WHAT NEEDS TO BE DONE: Can you recast the data below as a numbered list, leaving out any blank lines?

Records excerpted from a collection:
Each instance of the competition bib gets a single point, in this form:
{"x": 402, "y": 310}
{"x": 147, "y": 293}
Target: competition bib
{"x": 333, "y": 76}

TASK RESULT:
1. Each instance of the competition bib gets a single point, in this form:
2. {"x": 402, "y": 310}
3. {"x": 147, "y": 293}
4. Target: competition bib
5. {"x": 333, "y": 76}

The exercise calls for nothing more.